■ **REQUIRED WORK**
Read through the data and report every line in which the word "logo" occurs.

↓↓↓

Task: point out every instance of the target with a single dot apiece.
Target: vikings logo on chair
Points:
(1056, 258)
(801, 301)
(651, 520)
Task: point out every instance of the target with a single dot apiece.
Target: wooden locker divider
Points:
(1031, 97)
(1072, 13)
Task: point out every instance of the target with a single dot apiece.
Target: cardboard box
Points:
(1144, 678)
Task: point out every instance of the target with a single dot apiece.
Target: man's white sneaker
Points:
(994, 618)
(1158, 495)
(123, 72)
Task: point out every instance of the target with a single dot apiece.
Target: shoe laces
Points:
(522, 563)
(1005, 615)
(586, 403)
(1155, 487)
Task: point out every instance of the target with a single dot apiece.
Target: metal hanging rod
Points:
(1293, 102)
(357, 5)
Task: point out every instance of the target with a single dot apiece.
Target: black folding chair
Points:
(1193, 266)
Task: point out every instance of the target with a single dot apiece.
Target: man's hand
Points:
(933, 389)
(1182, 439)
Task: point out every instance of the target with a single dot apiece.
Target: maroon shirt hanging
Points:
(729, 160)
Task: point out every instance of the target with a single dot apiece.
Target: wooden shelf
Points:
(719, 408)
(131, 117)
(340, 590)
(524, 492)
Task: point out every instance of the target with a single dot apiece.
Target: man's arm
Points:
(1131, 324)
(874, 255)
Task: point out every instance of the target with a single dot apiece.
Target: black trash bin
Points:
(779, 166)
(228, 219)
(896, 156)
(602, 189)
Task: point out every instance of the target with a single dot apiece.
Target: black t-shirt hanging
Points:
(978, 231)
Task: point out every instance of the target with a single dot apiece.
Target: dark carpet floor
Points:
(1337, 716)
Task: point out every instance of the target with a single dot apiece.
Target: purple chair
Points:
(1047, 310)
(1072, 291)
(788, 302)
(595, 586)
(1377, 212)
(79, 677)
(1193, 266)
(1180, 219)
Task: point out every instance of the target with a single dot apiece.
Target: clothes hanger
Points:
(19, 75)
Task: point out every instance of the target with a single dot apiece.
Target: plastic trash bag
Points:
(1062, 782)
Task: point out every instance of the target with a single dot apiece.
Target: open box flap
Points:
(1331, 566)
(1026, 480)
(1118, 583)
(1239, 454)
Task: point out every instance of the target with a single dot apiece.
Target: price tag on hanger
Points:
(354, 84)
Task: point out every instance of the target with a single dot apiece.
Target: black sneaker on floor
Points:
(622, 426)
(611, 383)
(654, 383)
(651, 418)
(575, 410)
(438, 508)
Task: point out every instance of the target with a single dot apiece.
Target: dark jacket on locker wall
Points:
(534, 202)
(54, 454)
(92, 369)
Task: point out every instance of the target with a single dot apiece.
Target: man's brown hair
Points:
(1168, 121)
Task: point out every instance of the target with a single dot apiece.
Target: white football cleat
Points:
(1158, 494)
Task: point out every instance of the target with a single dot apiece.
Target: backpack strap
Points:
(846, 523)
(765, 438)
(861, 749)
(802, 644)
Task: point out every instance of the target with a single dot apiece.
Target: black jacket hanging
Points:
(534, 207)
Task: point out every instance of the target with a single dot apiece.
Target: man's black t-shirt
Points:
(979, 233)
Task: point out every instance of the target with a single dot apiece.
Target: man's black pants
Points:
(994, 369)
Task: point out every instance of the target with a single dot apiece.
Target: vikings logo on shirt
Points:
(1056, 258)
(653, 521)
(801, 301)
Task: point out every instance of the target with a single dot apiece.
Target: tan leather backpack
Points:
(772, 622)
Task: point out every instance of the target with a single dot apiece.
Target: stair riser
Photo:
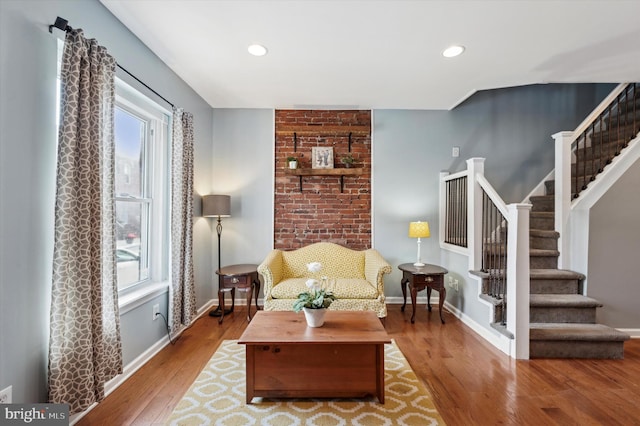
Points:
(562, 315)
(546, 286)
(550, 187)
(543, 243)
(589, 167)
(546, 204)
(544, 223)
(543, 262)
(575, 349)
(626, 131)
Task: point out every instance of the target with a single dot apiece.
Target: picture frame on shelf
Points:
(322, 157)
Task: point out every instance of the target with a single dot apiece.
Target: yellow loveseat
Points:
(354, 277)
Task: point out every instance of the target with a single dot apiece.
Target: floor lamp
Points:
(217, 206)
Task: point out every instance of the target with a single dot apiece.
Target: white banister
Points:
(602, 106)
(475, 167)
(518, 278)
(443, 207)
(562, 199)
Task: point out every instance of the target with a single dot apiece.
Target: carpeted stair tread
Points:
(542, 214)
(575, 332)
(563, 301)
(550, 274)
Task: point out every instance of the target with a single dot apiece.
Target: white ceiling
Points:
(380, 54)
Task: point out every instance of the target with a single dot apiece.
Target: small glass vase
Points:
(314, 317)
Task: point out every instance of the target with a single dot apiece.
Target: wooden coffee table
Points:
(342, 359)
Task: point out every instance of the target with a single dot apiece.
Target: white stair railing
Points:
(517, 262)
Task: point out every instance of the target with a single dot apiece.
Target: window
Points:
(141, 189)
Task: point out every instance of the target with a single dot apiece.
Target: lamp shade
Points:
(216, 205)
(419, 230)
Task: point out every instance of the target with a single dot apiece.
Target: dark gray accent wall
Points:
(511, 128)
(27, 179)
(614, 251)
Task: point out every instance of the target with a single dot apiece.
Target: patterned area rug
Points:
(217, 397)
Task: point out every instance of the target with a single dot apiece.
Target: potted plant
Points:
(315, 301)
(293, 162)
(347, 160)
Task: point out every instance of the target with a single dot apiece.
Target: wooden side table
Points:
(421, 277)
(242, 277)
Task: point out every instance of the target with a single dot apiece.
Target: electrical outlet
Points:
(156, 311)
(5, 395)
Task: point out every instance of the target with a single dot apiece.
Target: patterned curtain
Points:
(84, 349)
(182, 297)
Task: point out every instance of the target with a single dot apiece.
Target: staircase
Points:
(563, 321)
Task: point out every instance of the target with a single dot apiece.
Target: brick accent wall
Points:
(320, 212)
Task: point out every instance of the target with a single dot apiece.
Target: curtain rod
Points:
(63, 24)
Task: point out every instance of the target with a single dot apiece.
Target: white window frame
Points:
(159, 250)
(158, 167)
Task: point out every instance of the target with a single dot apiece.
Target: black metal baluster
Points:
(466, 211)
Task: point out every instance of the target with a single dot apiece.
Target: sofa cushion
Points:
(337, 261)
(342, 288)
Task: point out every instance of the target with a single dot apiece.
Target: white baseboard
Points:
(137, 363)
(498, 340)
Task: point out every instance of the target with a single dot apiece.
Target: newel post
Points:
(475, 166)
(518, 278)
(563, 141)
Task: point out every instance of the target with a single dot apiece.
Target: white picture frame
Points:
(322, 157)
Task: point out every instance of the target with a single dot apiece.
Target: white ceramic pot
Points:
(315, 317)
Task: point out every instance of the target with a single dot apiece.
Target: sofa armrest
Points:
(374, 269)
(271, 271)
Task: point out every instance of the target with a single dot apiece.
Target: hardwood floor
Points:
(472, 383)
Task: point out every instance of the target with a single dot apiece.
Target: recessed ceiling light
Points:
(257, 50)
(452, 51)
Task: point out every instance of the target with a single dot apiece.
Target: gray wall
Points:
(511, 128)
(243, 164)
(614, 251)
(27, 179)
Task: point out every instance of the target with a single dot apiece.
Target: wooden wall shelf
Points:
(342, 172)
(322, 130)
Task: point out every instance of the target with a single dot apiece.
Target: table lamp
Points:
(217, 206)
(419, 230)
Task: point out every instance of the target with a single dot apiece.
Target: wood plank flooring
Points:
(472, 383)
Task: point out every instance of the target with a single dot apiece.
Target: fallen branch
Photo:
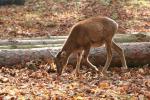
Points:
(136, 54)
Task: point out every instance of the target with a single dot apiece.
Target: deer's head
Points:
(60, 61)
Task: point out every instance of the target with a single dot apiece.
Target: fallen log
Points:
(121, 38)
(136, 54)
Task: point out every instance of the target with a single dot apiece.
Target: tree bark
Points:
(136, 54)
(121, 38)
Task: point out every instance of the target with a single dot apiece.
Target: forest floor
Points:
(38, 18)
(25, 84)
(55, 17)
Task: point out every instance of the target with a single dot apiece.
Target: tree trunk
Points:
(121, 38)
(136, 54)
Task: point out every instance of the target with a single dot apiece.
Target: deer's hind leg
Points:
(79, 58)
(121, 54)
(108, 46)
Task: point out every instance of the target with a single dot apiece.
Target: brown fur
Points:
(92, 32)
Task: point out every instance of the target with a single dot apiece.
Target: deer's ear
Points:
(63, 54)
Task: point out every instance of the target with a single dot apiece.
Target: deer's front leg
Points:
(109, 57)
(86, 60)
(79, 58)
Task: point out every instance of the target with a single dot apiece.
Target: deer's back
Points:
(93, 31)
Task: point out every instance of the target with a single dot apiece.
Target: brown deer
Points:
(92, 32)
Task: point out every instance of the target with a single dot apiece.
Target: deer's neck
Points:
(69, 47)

↑↑↑

■ **EXPECTED ANSWER**
Target: vikings logo on chair
Target: vikings logo on shirt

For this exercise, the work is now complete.